Image-grounded pointing data:
◇ ◇ ◇ ◇

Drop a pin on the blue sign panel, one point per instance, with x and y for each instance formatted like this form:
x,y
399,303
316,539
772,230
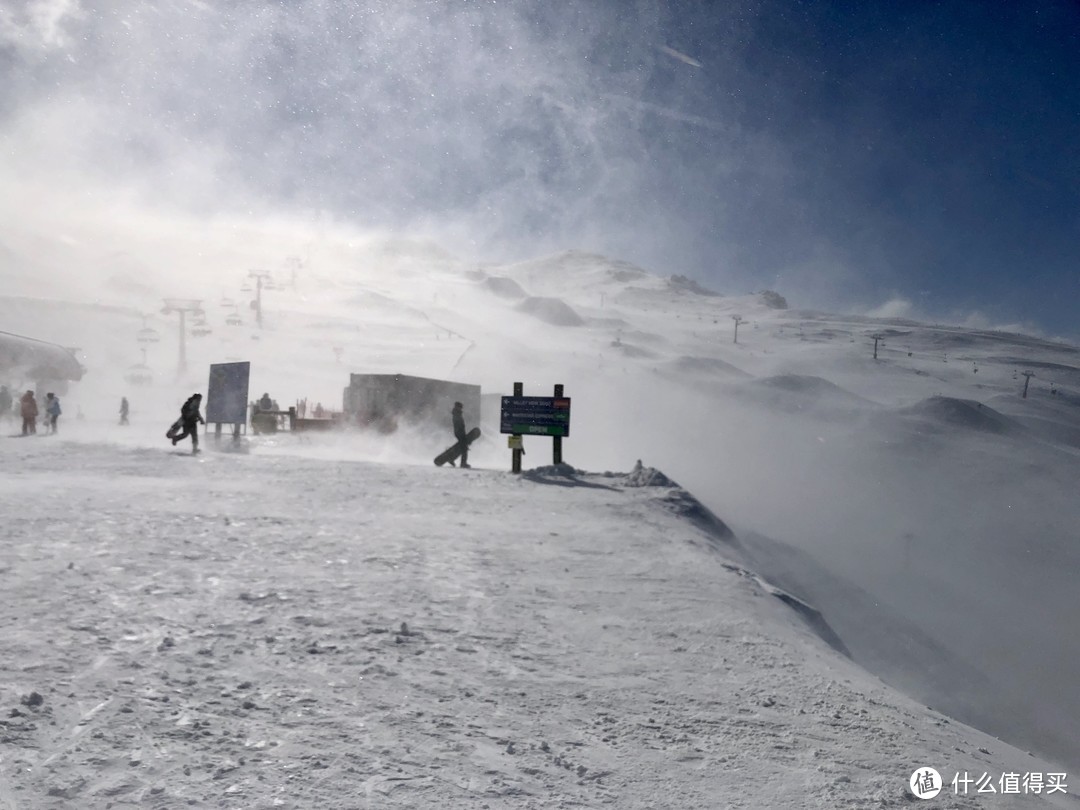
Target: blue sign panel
x,y
543,416
227,393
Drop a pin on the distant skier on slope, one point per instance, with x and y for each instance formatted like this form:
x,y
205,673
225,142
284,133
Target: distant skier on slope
x,y
28,409
52,410
188,423
5,402
460,434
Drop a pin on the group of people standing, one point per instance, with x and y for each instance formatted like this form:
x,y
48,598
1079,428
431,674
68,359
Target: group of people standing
x,y
29,410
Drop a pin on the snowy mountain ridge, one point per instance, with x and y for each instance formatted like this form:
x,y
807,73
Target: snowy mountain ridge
x,y
553,639
914,496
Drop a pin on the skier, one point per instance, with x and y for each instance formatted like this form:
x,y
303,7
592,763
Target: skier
x,y
189,422
28,408
52,410
459,433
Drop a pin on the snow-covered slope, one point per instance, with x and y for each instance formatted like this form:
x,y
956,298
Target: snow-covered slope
x,y
267,631
916,496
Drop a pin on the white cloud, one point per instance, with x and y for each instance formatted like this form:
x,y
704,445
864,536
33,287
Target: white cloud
x,y
39,26
893,308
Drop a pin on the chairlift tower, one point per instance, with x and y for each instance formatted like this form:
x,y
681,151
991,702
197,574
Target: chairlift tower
x,y
259,277
183,306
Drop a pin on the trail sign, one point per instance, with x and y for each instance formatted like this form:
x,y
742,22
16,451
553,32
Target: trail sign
x,y
227,394
538,416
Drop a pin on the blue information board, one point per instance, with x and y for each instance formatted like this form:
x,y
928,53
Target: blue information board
x,y
539,416
227,394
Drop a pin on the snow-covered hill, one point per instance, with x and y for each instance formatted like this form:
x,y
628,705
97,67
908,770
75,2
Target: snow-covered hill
x,y
251,631
915,499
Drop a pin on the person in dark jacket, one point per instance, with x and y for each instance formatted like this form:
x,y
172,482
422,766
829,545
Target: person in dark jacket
x,y
28,408
459,433
52,412
190,418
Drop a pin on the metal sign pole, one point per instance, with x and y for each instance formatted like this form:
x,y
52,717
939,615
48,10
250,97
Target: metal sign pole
x,y
516,458
556,443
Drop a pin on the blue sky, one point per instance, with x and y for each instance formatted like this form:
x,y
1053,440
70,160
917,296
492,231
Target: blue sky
x,y
844,153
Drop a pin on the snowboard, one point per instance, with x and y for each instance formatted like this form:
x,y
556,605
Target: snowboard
x,y
450,454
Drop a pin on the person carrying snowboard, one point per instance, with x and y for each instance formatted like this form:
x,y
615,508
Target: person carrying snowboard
x,y
189,421
52,410
5,402
460,433
28,408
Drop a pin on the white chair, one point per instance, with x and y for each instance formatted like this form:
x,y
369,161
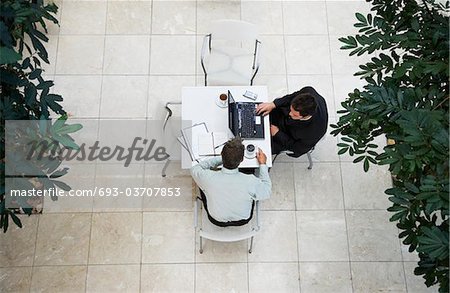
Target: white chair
x,y
292,154
207,230
230,53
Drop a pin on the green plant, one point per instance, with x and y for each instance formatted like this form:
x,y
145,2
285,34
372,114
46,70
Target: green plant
x,y
26,95
406,98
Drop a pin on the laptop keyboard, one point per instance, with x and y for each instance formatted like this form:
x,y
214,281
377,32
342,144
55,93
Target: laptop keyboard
x,y
247,112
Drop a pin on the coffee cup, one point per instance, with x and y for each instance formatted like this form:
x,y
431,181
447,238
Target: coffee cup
x,y
250,150
223,99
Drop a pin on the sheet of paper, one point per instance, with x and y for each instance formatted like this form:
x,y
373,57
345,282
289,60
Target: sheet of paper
x,y
211,143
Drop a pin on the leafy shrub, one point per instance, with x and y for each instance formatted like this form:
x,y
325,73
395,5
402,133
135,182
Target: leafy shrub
x,y
25,93
406,98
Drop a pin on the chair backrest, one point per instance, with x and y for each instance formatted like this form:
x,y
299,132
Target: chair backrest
x,y
237,30
225,234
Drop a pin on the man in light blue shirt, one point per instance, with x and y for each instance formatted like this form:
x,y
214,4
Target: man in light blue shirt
x,y
230,193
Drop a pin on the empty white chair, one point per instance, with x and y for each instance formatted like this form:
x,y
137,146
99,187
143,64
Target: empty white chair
x,y
207,230
230,53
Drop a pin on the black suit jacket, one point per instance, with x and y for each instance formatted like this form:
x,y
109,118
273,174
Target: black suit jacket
x,y
298,136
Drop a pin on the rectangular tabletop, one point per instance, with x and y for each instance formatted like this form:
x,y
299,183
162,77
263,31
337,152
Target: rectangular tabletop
x,y
199,104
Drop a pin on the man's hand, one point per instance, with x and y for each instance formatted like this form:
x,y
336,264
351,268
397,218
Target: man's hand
x,y
273,130
265,108
261,157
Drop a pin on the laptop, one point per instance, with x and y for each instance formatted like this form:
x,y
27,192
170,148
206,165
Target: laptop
x,y
243,120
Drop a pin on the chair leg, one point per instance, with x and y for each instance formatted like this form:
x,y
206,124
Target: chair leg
x,y
201,245
310,160
163,171
168,115
273,160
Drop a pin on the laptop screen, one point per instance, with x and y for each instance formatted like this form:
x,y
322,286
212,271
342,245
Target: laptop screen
x,y
231,113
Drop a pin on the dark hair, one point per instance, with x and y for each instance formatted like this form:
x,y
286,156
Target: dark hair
x,y
232,153
305,104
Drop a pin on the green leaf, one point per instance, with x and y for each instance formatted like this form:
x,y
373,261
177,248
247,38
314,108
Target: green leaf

◇ ◇ ◇ ◇

ASSIGNMENT
Could you set down every record above word for word, leaving out the pictures?

SOLUTION FOR THIS TASK
Drop a pin on the blue sign panel, one point per instance, with x and y for each instance formatted like this form:
x,y
399,303
316,539
772,230
Target: blue sign panel
x,y
543,416
227,393
Drop a pin on the distant skier on slope, one point per instance, with x and y for each instance formatted like this form:
x,y
205,673
225,142
284,133
Target: distant skier on slope
x,y
28,409
52,410
188,423
5,402
460,434
Drop a pin on the group of people standing, one point per instance, with x and y for each instance formatted like this form:
x,y
48,598
1079,428
431,674
68,359
Target: group of people standing
x,y
29,410
Drop a pin on the snowy mountain ridge, one point per instance, with x and y for each instance formatted like this form:
x,y
807,73
Target: snowy mountain ridge
x,y
553,639
914,496
Drop a pin on the skier, one point per instance, with x and y for each instance formatted like this form:
x,y
303,7
592,763
Target: skier
x,y
189,422
28,408
52,410
459,433
Drop a pin on the snow-covered slope, one point per instance, with x and y for each instance formatted like this form:
x,y
956,298
Target: snow-covered slope
x,y
267,631
916,496
Drop a pin on the white cloud, one point per instance, with x and y for each instance formatted like this form:
x,y
704,445
864,536
33,287
Target: white cloud
x,y
39,26
893,308
Drop a pin on the chairlift tower, one point per instance, with x and y for each instance formatted like this form:
x,y
681,151
991,702
197,574
Target: chairlift tower
x,y
259,277
183,306
Drop a pin on the trail sign, one point per instance, with x and y for each instance formatted like this form:
x,y
742,22
16,451
553,32
Target: trail sign
x,y
227,394
538,416
Drop a pin on the blue information board, one point per instance, with x and y for each instance formatted like this form:
x,y
928,53
Target: blue information board
x,y
539,416
227,394
Drop a pin on the snow-covered hill, one point per instance, with x and y for each instance formatted like this form:
x,y
628,705
97,67
908,770
75,2
Target: snow-covered hill
x,y
251,631
915,499
Drop a pin on the person in dark jacket, one point per instance, with x and y for each instance formatted like this form:
x,y
172,482
422,766
829,545
Target: person in dark jacket
x,y
28,408
459,433
52,412
190,418
Drop a pin on the metal sign pole, one point per instance, with x and y for each instance formatted like this form:
x,y
52,717
939,615
48,10
250,97
Target: metal sign pole
x,y
516,458
556,443
Drop a pin on the blue sky, one point per instance, with x and y for each instance formatted like this form:
x,y
1053,440
70,160
917,296
492,231
Target: blue sky
x,y
844,153
Drop a pin on the snowboard, one point per instance, with x and y for each instance formatted like this form:
x,y
556,605
Target: snowboard
x,y
450,454
Drop a pin on the person carrying snowboard, one point per instance, with x and y for each instance formatted like this form:
x,y
615,508
Target: person carrying snowboard
x,y
189,421
52,410
5,402
460,433
28,408
Drop a pin on the white chair, one point per instance, with x and y for each instance formatted like this form:
x,y
369,161
Target: white chair
x,y
292,154
207,230
230,53
Drop a pin on the green plant, one point per instance, with x and y for each instance formatted like this form:
x,y
145,2
285,34
372,114
46,70
Target: green plant
x,y
26,95
406,98
Drop a pin on the laptop keyboard, one point per instance, with x and y for each instance formatted like this form:
x,y
214,281
377,32
342,144
55,93
Target: laptop keyboard
x,y
247,112
Drop a pin on the coffee cup, one point per instance, with x and y for each instance formatted like this form:
x,y
431,181
447,238
Target: coffee cup
x,y
250,150
223,99
Drop a pin on the sheet of paper, one point per instance, with x and y for each instance formatted like this form:
x,y
373,57
345,282
289,60
Target: sheet of paper
x,y
211,143
Drop a pin on the leafy shrub, one point per instance, with x and y for each instance formatted like this form:
x,y
325,73
395,5
402,133
135,182
Target: leafy shrub
x,y
25,93
406,98
Drop a pin on the chair backrest, one point per instance, with x and y for each instance formatted like this form:
x,y
299,132
Target: chair backrest
x,y
237,30
225,234
Drop a pin on the man in light blue shirt, one point per instance, with x and y for each instance formatted like this form:
x,y
214,4
Target: man in light blue shirt
x,y
230,193
Drop a pin on the empty white chair, one point per instance, with x and y for each instance formatted like this form:
x,y
137,146
99,187
143,64
Target: empty white chair
x,y
207,230
230,53
Drop a pin on the black suit jacket, one point per instance, with x and y for each instance formatted like this form:
x,y
109,118
273,174
Target: black suit jacket
x,y
298,136
Drop a pin on the rectangular tabletop, one point per instance, with x and y for each instance formatted like this form:
x,y
299,183
162,77
263,31
337,152
Target: rectangular tabletop
x,y
199,104
Drop a pin on the man's hand, one point per instance, with x and y for each instance formatted like this form:
x,y
336,264
351,268
397,218
Target: man's hand
x,y
273,130
265,108
261,157
Drop a pin on the laptop, one point per instance, with x and y for each instance formatted like this form:
x,y
27,192
170,148
206,165
Target: laptop
x,y
243,120
Drop a pin on the chair leg, one point per instance, with x and y for each instance formatted like this form:
x,y
206,124
Target: chair leg
x,y
201,245
310,160
163,171
168,115
273,160
Drop a pin on the laptop screen, one point per instance, with x and y for each instance formatted like this form:
x,y
322,286
212,271
342,245
Target: laptop screen
x,y
231,113
Drop a pin on the dark hair, one point per instance, with x and y for each instance formatted like this form:
x,y
286,156
Target: dark hair
x,y
232,153
305,104
Drop a pin on the green leaf, one point per instance, with x and y for each instance formatted like this form:
x,y
373,261
177,248
247,38
314,108
Target: green leaf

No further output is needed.